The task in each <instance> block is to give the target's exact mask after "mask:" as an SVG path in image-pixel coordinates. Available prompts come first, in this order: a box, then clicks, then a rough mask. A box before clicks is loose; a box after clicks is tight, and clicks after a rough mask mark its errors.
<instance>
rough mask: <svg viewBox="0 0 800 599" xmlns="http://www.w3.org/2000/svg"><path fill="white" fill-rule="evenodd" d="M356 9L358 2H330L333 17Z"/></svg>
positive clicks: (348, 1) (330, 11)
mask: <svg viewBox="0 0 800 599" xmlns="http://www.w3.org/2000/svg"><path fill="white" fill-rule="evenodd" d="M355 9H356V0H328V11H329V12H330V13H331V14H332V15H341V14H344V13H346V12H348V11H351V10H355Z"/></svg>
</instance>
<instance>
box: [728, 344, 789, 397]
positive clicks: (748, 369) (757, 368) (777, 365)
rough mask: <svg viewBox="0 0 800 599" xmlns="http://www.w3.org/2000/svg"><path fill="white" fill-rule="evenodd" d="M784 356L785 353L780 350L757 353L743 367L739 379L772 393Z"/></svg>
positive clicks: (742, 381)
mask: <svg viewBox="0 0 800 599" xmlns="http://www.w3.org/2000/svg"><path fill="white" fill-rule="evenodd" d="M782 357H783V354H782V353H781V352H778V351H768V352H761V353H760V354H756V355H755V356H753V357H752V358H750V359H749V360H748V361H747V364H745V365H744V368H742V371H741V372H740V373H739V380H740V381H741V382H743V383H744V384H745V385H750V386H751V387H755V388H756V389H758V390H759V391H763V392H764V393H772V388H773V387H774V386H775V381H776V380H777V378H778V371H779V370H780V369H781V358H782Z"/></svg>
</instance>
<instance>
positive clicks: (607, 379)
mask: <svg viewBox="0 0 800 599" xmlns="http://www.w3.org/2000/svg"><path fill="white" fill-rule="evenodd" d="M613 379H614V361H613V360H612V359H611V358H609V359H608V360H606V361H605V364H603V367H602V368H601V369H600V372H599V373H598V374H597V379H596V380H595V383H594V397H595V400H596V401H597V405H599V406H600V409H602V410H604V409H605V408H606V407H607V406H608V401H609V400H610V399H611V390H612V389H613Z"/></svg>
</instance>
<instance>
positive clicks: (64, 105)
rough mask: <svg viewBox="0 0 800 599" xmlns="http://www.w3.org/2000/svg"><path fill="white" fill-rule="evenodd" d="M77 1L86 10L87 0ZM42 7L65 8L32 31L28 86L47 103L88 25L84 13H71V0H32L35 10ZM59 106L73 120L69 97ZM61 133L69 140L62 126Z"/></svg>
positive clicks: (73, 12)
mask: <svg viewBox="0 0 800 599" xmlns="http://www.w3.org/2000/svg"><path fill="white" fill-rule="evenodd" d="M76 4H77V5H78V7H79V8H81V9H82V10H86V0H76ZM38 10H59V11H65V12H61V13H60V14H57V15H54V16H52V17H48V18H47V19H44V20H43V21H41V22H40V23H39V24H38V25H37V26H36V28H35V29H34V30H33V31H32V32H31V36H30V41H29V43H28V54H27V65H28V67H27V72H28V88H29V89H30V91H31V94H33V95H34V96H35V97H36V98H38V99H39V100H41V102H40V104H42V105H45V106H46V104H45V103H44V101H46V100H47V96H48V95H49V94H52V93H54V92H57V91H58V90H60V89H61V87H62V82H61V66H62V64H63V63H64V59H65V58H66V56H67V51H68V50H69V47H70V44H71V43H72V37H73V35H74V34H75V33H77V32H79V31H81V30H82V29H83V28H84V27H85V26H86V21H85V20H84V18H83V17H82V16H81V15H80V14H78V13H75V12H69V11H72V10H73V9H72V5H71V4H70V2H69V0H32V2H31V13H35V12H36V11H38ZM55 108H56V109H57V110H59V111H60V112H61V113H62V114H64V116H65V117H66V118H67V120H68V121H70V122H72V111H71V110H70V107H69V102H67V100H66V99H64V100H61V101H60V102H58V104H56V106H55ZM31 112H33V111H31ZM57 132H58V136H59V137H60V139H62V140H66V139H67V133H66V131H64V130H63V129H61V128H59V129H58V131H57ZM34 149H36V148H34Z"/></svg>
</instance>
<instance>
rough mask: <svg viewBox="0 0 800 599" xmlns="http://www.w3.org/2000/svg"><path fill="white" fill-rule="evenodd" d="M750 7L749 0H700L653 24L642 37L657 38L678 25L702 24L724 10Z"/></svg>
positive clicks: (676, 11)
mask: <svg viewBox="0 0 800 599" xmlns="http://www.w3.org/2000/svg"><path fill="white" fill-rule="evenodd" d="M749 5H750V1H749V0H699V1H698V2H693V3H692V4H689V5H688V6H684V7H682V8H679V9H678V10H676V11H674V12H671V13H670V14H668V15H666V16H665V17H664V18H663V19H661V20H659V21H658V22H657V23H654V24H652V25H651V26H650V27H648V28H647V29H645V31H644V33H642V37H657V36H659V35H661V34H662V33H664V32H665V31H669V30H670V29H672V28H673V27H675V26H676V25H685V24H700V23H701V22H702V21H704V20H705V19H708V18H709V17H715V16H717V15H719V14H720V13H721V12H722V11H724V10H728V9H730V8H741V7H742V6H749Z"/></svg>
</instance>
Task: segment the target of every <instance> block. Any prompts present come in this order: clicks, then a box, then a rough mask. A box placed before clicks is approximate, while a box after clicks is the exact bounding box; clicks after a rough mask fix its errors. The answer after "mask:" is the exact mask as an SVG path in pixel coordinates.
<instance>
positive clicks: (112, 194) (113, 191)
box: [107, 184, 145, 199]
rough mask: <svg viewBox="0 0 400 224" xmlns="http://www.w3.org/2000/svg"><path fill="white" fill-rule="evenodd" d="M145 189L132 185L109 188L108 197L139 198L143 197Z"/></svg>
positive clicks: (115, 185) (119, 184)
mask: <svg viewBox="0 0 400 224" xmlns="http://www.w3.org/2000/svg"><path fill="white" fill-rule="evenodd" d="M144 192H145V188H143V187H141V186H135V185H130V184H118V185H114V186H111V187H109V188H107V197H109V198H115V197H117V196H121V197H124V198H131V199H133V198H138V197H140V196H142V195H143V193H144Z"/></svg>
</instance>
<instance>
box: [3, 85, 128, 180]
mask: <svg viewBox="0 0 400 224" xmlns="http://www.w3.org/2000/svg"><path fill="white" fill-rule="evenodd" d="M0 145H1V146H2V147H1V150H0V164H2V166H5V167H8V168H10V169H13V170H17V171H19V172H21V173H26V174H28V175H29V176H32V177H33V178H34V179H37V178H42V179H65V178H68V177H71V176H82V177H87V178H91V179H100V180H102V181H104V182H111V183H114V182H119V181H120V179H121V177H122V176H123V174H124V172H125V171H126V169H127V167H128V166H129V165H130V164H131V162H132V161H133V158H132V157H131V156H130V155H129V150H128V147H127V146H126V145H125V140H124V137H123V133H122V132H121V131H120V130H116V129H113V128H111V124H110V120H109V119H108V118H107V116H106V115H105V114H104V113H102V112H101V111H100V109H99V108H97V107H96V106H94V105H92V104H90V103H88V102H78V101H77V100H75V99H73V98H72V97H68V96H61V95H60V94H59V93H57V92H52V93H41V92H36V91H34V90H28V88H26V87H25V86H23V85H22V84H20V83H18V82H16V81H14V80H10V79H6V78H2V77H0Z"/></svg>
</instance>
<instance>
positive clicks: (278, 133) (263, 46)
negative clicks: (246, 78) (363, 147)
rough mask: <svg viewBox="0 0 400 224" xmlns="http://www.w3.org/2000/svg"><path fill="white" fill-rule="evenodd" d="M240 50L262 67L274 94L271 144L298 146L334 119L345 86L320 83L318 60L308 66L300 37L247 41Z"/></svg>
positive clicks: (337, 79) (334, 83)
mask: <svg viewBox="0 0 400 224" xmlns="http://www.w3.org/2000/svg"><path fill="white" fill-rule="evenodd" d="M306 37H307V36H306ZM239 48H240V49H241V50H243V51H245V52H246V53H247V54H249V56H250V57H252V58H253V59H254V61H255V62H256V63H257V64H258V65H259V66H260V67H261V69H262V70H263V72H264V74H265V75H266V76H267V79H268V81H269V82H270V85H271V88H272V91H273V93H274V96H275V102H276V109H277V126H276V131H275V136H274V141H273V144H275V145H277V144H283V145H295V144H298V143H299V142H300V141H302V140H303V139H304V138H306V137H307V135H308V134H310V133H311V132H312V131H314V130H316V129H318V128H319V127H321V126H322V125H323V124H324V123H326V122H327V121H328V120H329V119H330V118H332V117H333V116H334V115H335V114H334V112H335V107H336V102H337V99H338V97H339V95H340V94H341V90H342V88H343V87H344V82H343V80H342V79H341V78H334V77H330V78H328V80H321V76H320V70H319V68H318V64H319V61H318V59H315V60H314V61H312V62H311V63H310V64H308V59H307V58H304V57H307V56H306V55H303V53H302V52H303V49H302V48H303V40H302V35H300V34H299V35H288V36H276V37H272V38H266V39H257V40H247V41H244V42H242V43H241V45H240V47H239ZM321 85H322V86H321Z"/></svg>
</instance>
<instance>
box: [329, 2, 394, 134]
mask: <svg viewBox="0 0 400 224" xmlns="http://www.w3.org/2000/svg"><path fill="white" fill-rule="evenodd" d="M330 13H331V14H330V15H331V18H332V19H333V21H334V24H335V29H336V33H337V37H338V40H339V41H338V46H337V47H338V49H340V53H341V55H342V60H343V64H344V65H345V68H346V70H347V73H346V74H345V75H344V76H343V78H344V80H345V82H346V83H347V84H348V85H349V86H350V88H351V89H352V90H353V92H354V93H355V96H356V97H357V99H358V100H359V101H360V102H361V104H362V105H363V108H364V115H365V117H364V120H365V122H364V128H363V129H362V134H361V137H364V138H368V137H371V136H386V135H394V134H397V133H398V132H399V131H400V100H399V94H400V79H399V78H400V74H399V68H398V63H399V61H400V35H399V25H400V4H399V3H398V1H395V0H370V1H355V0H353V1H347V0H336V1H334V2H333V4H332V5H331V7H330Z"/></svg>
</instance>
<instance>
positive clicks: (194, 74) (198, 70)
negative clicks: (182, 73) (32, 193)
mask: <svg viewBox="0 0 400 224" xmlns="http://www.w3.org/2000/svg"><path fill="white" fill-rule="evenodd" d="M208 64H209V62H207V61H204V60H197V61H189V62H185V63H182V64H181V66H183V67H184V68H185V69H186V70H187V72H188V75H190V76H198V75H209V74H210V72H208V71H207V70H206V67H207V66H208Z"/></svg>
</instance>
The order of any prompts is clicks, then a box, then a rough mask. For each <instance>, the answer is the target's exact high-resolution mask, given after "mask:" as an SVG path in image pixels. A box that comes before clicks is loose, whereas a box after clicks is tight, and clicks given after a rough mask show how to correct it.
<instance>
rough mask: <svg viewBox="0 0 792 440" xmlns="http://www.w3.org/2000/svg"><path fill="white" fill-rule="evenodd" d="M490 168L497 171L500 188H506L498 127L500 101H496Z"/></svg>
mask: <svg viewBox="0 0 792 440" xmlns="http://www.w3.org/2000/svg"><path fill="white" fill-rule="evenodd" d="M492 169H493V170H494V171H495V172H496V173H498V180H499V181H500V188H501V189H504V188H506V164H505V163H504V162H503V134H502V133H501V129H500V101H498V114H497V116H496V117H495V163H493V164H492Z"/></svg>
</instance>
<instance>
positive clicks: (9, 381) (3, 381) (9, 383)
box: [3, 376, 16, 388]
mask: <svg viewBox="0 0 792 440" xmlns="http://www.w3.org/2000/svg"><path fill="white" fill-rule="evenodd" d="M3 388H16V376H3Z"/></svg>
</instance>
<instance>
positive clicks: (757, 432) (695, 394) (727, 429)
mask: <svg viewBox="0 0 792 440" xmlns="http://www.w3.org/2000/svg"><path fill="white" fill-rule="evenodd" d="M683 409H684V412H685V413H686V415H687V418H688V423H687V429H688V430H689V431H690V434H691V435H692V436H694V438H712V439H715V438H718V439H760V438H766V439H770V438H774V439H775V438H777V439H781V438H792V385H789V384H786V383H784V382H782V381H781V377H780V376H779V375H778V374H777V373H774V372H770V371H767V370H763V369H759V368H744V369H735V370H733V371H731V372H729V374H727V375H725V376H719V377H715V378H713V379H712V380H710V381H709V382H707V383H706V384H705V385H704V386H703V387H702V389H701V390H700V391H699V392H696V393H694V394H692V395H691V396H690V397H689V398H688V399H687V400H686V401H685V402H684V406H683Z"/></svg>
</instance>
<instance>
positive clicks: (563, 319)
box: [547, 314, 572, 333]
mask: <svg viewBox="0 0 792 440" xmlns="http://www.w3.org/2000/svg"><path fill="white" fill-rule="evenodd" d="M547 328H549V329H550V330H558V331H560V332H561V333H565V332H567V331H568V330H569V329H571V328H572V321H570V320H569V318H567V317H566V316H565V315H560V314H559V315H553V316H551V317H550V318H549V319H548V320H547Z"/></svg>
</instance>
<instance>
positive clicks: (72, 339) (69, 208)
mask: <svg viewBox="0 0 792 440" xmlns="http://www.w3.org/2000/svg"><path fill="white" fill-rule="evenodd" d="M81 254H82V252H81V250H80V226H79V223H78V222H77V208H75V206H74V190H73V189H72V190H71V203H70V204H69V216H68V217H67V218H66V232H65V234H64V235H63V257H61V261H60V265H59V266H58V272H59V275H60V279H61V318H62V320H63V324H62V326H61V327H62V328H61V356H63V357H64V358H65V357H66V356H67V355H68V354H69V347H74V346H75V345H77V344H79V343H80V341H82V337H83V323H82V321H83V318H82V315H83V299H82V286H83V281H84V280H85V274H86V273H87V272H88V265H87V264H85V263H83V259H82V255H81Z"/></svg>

--------------------------------

WHAT YOU ARE ASKED TO DO. Reproduce, please, the lines of the material from its first line down to the line containing "356L785 353L780 350L757", keeping both ends and nothing beyond them.

ANSWER TO THIS EXERCISE.
The task in each <instance> block is to give the target's exact mask after "mask:" as an SVG path in image-pixel coordinates. Available prompts come first, in this order: a box, then clicks, then a rough mask. A box before clicks is loose; a box after clicks is tight, and clicks after a rough mask mark its errors.
<instance>
rough mask: <svg viewBox="0 0 800 599" xmlns="http://www.w3.org/2000/svg"><path fill="white" fill-rule="evenodd" d="M356 9L358 2H330L333 17Z"/></svg>
positive clicks: (348, 1) (330, 11)
mask: <svg viewBox="0 0 800 599" xmlns="http://www.w3.org/2000/svg"><path fill="white" fill-rule="evenodd" d="M355 9H356V0H328V11H329V12H330V13H331V14H332V15H341V14H344V13H346V12H348V11H351V10H355Z"/></svg>
</instance>
<instance>
box: [728, 344, 789, 397]
positive clicks: (748, 369) (757, 368) (777, 365)
rough mask: <svg viewBox="0 0 800 599" xmlns="http://www.w3.org/2000/svg"><path fill="white" fill-rule="evenodd" d="M784 356L785 353L780 350L757 353L743 367L739 379L772 393Z"/></svg>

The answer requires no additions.